Problem requirements: The line containing "find team crest" marks where to begin; quote it and every line after it through the end of the data, exactly as written.

===============

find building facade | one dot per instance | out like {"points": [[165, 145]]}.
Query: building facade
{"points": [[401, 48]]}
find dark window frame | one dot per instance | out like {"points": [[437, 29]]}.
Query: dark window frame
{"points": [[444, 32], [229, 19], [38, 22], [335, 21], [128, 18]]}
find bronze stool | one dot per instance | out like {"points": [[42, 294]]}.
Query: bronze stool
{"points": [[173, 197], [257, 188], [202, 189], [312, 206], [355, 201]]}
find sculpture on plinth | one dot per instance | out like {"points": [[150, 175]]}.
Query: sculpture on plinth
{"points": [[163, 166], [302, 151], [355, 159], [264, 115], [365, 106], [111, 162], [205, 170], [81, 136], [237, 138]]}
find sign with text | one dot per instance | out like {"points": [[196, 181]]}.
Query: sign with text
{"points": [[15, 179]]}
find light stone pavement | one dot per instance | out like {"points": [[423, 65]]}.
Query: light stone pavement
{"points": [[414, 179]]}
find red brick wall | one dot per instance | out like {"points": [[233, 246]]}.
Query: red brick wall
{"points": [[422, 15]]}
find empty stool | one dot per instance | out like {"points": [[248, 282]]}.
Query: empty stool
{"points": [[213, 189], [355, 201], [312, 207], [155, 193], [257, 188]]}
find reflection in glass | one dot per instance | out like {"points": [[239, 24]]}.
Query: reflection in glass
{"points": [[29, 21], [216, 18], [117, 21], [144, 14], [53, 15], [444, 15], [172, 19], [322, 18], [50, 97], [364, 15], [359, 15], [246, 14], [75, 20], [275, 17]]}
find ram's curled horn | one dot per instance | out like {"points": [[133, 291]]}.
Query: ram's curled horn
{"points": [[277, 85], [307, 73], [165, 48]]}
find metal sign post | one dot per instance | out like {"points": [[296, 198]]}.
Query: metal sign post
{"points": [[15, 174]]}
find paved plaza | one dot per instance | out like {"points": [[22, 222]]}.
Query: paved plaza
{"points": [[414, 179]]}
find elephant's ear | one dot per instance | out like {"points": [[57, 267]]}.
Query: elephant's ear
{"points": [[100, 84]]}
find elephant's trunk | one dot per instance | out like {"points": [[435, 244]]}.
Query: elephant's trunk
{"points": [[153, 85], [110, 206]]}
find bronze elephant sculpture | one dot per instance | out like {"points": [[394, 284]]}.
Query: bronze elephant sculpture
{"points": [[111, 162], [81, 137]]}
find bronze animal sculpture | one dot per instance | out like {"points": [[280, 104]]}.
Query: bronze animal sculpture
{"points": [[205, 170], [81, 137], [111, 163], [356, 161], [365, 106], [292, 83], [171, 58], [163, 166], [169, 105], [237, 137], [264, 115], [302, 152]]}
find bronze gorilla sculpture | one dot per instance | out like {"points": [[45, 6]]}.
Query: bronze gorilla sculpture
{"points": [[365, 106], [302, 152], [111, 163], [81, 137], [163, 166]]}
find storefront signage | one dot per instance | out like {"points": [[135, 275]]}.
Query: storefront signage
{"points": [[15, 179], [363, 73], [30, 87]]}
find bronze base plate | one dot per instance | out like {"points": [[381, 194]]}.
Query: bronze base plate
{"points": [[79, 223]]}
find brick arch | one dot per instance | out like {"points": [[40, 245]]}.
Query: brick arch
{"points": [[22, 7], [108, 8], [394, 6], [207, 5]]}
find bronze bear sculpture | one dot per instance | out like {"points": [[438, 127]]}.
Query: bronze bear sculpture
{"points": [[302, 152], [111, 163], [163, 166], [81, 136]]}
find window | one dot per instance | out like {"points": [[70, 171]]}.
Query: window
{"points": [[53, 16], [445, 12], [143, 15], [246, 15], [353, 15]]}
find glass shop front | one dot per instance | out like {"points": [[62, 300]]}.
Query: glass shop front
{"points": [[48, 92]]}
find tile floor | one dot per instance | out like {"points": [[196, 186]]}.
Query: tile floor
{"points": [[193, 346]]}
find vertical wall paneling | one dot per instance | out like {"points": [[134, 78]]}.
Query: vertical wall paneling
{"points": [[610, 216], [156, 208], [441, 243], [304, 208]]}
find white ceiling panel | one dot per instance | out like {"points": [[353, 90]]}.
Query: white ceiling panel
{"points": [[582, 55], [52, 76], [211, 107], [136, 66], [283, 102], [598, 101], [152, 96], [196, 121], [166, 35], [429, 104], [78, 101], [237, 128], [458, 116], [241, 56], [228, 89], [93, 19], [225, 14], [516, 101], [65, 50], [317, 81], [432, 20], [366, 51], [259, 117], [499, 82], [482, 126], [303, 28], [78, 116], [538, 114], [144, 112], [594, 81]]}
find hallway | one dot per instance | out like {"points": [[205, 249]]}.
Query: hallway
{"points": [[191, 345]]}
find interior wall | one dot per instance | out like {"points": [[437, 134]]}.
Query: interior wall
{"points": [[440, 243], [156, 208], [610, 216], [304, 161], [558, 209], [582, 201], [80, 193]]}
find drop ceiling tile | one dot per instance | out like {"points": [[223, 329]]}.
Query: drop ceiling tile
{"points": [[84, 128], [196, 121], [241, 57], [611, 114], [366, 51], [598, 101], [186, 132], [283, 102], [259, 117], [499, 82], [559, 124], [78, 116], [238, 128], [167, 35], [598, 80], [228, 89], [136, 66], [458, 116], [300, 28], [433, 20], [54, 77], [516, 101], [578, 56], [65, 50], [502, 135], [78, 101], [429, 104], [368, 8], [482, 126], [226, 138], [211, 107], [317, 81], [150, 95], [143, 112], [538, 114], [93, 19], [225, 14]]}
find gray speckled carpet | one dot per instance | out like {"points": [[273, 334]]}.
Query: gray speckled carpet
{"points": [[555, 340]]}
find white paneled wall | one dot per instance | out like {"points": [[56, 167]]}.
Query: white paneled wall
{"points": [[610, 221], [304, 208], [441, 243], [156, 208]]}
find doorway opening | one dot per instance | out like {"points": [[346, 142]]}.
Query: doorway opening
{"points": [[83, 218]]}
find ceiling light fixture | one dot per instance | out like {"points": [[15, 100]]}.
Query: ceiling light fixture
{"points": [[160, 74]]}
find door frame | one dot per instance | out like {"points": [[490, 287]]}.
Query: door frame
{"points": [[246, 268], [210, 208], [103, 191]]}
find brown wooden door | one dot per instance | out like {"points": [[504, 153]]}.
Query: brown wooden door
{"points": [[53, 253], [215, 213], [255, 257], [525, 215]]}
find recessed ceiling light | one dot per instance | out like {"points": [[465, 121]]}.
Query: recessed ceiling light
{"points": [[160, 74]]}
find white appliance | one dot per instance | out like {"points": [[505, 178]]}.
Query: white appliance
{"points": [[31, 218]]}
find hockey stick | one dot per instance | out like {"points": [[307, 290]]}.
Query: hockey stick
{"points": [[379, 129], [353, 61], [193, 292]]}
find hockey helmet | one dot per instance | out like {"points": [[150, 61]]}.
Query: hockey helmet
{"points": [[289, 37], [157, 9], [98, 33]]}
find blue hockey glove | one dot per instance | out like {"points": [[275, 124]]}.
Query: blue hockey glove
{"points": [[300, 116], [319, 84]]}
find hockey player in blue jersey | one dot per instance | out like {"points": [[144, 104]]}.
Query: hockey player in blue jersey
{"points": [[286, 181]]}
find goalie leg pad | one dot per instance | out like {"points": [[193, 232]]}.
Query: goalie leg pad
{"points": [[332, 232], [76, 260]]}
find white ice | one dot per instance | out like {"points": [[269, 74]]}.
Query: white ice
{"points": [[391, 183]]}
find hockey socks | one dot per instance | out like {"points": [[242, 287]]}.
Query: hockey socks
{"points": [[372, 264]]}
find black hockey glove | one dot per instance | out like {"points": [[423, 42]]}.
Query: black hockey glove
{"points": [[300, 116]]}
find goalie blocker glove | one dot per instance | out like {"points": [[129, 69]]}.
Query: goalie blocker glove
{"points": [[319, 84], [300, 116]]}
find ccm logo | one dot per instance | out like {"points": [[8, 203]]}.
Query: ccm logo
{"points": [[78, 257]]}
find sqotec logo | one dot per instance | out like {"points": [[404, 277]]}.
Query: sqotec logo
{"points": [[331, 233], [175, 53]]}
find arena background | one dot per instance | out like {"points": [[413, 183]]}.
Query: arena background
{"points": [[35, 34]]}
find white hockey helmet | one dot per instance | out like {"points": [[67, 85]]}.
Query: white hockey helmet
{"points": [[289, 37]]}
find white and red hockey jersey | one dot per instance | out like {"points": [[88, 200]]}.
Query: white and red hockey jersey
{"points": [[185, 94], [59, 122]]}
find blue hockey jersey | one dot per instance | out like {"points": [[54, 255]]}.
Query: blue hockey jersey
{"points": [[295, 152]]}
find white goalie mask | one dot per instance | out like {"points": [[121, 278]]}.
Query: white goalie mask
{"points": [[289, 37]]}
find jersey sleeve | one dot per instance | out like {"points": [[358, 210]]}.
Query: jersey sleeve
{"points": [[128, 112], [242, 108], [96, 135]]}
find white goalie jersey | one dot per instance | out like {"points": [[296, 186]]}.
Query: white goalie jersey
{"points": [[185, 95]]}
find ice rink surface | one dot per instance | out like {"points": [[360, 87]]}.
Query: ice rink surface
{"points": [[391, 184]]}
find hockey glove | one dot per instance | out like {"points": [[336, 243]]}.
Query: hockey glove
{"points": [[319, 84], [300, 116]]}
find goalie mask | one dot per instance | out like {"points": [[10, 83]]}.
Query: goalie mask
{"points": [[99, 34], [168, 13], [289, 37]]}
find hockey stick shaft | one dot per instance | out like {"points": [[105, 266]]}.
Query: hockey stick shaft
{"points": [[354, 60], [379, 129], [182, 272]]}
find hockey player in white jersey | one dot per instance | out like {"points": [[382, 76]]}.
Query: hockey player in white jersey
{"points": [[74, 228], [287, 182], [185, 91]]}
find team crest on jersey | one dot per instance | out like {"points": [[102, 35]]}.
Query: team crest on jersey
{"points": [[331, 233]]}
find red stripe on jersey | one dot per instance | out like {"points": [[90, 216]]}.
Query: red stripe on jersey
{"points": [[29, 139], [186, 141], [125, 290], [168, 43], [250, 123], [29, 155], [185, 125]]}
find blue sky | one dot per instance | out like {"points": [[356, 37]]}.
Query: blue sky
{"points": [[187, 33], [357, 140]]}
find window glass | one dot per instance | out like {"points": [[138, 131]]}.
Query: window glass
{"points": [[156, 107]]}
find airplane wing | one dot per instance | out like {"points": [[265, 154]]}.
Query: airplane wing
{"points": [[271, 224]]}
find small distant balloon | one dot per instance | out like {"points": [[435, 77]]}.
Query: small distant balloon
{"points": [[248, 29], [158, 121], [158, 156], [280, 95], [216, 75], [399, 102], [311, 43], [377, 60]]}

===============

Result of the task:
find team crest on jersey | one dot per instance | out like {"points": [[102, 35]]}.
Query: team crest on jersey
{"points": [[331, 233]]}
find red stripe on jersey | one dot per instance | out like {"points": [[90, 216]]}.
Query: red stripe on jersey
{"points": [[29, 139], [186, 141], [125, 290], [168, 43], [250, 123], [29, 155], [185, 125]]}
find blue sky | one dot per instance | out like {"points": [[356, 37]]}.
Query: blue sky
{"points": [[187, 33], [357, 140]]}
find window glass | one dot per instance | out like {"points": [[138, 131]]}.
Query: window glass
{"points": [[156, 107]]}
find airplane wing | one dot per instance | out like {"points": [[265, 154]]}.
Query: airplane wing
{"points": [[271, 224]]}
find small distant balloon | one dot per instance | out like {"points": [[435, 77]]}.
Query: small distant balloon
{"points": [[248, 29], [158, 121], [158, 156], [280, 95], [216, 75], [399, 102], [311, 43], [377, 60]]}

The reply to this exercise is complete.